Work to do: Reproduce the material below word for word, from start to finish, leaving out the pictures.

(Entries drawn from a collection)

::::::::

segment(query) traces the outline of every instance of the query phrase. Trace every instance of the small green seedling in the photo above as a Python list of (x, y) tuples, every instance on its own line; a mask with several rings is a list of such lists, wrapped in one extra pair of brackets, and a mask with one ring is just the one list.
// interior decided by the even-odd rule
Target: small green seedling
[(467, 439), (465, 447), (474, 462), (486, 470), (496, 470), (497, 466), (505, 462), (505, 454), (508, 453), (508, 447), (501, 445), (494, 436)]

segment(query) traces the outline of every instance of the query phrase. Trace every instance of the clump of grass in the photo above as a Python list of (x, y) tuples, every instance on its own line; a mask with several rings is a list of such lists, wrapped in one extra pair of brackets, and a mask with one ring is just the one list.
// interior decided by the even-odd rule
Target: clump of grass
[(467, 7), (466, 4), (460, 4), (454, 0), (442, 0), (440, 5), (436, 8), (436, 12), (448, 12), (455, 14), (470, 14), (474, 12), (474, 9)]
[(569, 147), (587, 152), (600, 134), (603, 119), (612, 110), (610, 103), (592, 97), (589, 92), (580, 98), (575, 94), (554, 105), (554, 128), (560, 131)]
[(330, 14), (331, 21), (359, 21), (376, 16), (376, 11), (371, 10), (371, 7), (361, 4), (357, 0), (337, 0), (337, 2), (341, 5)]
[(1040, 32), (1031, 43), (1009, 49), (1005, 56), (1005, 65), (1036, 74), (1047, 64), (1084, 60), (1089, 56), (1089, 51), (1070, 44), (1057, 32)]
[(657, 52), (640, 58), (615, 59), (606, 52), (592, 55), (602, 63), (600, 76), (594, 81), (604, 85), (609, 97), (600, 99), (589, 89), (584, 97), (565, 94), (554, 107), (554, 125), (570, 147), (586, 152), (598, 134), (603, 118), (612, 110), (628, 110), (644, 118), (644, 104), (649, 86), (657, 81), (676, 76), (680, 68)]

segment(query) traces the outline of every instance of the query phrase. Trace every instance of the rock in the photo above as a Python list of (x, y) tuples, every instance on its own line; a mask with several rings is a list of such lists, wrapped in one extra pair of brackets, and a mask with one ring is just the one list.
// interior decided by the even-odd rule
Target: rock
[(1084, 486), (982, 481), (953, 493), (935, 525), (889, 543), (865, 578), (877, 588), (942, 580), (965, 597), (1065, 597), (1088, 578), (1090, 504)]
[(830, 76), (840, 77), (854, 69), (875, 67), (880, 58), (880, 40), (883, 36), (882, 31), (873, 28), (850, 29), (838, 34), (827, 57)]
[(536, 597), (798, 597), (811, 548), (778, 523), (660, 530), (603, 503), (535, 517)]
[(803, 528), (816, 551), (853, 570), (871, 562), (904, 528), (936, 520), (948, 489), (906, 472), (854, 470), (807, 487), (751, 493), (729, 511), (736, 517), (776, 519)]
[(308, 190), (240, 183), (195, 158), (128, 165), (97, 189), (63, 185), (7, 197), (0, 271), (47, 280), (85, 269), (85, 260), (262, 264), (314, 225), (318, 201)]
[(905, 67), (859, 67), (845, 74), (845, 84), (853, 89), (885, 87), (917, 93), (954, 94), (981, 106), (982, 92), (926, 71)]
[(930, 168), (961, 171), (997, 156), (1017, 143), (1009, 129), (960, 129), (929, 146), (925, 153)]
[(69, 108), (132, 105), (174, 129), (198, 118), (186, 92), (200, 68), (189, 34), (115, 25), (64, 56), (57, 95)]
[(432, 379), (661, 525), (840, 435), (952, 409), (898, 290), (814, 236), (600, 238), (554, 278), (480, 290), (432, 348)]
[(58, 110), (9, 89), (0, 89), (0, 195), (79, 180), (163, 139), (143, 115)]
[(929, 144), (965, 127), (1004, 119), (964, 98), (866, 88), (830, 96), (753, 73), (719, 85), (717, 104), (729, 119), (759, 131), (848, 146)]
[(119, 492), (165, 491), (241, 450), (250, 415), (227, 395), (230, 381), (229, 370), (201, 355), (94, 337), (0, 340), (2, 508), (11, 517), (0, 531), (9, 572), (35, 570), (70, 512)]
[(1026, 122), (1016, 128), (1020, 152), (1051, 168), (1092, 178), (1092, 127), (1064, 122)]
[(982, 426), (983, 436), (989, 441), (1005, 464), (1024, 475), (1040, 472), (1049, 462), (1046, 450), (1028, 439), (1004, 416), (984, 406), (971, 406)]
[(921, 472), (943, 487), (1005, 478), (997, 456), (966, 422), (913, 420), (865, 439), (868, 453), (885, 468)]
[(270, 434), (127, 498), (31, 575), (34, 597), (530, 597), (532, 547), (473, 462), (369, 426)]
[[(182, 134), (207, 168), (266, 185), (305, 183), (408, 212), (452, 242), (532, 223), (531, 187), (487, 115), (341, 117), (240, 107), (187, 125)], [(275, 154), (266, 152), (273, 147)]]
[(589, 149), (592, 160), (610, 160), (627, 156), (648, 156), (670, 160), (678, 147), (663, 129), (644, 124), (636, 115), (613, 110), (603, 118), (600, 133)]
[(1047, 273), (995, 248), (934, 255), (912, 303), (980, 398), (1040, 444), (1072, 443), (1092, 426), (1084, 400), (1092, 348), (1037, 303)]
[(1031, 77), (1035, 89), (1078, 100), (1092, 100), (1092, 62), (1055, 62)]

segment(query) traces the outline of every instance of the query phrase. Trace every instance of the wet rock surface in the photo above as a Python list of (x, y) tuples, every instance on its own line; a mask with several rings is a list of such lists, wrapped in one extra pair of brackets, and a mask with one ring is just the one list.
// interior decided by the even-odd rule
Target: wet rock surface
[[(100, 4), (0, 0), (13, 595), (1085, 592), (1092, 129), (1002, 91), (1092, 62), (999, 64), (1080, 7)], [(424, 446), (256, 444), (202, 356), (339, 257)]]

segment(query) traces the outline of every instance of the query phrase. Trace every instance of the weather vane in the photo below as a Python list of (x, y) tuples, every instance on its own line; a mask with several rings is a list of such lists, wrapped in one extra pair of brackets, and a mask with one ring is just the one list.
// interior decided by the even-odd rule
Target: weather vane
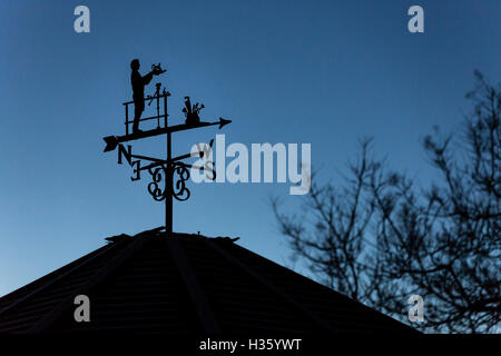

::::::::

Exercise solution:
segment(query) traces the outline of every instance of the query phrase. Trace every instance of the small green seedling in the photo above as a Python list of (x, y) tuples, every instance on its own line; a mask with several rings is a list of such lists, wrapped in one extra pair of brackets, and a mask with one ring is just the one list.
// interior decided by the even-odd rule
Target: small green seedling
[(467, 439), (465, 447), (474, 462), (486, 470), (496, 470), (497, 466), (505, 462), (505, 454), (508, 453), (508, 447), (501, 445), (494, 436)]

segment(query) traces the outline of every instance of the query phrase. Trace every instance of the clump of grass in the photo above as a Python list of (x, y) tuples, every instance on its own line; a mask with several rings is a list of such lists, wrapped in one extra pair of brackets, and a mask with one ring is just the one list.
// interior decided by the even-odd rule
Target: clump of grass
[(467, 7), (466, 4), (460, 4), (454, 0), (442, 0), (440, 5), (436, 8), (436, 12), (448, 12), (455, 14), (470, 14), (474, 12), (474, 9)]
[(569, 147), (587, 152), (600, 134), (603, 119), (612, 110), (610, 103), (592, 97), (589, 92), (580, 98), (575, 94), (554, 105), (554, 128), (560, 131)]
[(330, 14), (331, 21), (359, 21), (376, 16), (376, 11), (371, 10), (371, 7), (361, 4), (357, 0), (337, 0), (337, 2), (341, 5)]
[(1040, 32), (1031, 43), (1009, 49), (1005, 56), (1005, 65), (1036, 74), (1047, 64), (1084, 60), (1089, 56), (1089, 51), (1070, 44), (1057, 32)]
[(657, 52), (640, 58), (615, 59), (606, 52), (592, 55), (602, 63), (600, 76), (594, 81), (604, 85), (609, 97), (600, 99), (589, 89), (584, 97), (565, 94), (554, 107), (554, 125), (570, 147), (586, 152), (598, 134), (603, 118), (612, 110), (628, 110), (644, 118), (644, 104), (649, 86), (657, 81), (676, 76), (680, 68)]

segment(query) traces the outline of every instance of the query phrase. Trace every instance of the rock in the photo above as a Python list of (x, y) tuples, every instance on its own line; a mask with several rings is a list of such lists, wrapped in one extra pair of brackets, and a mask with one ring is just the one list.
// interior decided by the even-odd rule
Target: rock
[(1084, 486), (982, 481), (953, 493), (935, 525), (889, 543), (865, 578), (877, 588), (942, 580), (965, 597), (1065, 597), (1088, 578), (1090, 504)]
[(830, 76), (840, 77), (854, 69), (875, 67), (880, 58), (880, 40), (883, 36), (882, 31), (873, 28), (850, 29), (838, 34), (827, 57)]
[(536, 597), (798, 597), (811, 548), (778, 523), (660, 530), (603, 503), (535, 517)]
[(803, 528), (816, 551), (853, 570), (871, 562), (904, 528), (936, 520), (948, 489), (906, 472), (854, 470), (807, 487), (751, 493), (729, 511), (736, 517), (776, 519)]
[(308, 190), (240, 183), (195, 158), (128, 165), (97, 189), (63, 185), (7, 197), (0, 271), (47, 280), (85, 269), (85, 260), (262, 264), (314, 225), (318, 201)]
[(905, 67), (859, 67), (845, 74), (845, 84), (853, 89), (885, 87), (917, 93), (954, 94), (981, 106), (982, 92), (926, 71)]
[(930, 168), (961, 171), (997, 156), (1017, 143), (1009, 129), (960, 129), (929, 146), (925, 153)]
[(69, 108), (132, 105), (174, 129), (198, 118), (186, 92), (200, 68), (189, 34), (115, 25), (64, 56), (57, 95)]
[(432, 379), (661, 525), (840, 435), (952, 409), (898, 290), (814, 236), (600, 238), (554, 278), (480, 290), (432, 348)]
[(58, 110), (9, 89), (0, 89), (0, 195), (79, 180), (163, 139), (143, 115)]
[(929, 144), (965, 127), (1004, 119), (964, 98), (866, 88), (830, 96), (753, 73), (719, 85), (717, 104), (729, 119), (759, 131), (848, 146)]
[(119, 492), (165, 491), (241, 450), (250, 415), (227, 395), (230, 381), (229, 370), (201, 355), (94, 337), (0, 340), (2, 508), (11, 517), (0, 531), (9, 572), (35, 570), (70, 512)]
[(1026, 122), (1016, 128), (1020, 152), (1051, 168), (1092, 178), (1092, 127), (1064, 122)]
[(982, 426), (983, 436), (989, 441), (1005, 464), (1024, 475), (1040, 472), (1049, 462), (1046, 450), (1028, 439), (1004, 416), (984, 406), (971, 406)]
[(921, 472), (943, 487), (1005, 478), (997, 456), (966, 422), (913, 420), (865, 439), (868, 453), (885, 468)]
[(270, 434), (127, 498), (31, 575), (34, 597), (530, 597), (532, 547), (473, 462), (369, 426)]
[[(182, 134), (207, 168), (266, 185), (305, 183), (408, 212), (452, 242), (532, 223), (531, 187), (487, 115), (341, 117), (240, 107), (187, 125)], [(275, 154), (266, 152), (273, 147)]]
[(589, 149), (592, 160), (610, 160), (627, 156), (648, 156), (670, 160), (678, 147), (663, 129), (644, 124), (636, 115), (613, 110), (603, 118), (600, 133)]
[(1047, 273), (995, 248), (934, 255), (912, 303), (980, 398), (1040, 444), (1072, 443), (1092, 426), (1084, 400), (1092, 348), (1037, 303)]
[(1031, 77), (1035, 89), (1078, 100), (1092, 100), (1092, 62), (1055, 62)]

segment(query) traces the outline of every instance of the query phrase. Trace every instance of the wet rock surface in the photo above as a Python list of (x, y) tuples, every instance on its own line; a mask with several rings is a list of such lists, wrapped in one extra pair of brackets, and a mask with one ring is just the one list.
// interior decided by the even-odd rule
Target: wet rock surface
[[(100, 4), (0, 0), (13, 595), (1085, 592), (1092, 129), (1002, 91), (1092, 62), (999, 64), (1080, 7)], [(424, 446), (256, 444), (202, 356), (339, 257)]]

segment(query) traces the outline of every instance of the query phrase. Trace every instance of the weather vane in the photo below as a Python list of (x, y) tuples, every instance on its own line; a mask with several rings is a list of such lists, wrapped in one extra pair of brackets, and a mask with one ring is just the one list.
// interior decided by the even-odd rule
Target: weather vane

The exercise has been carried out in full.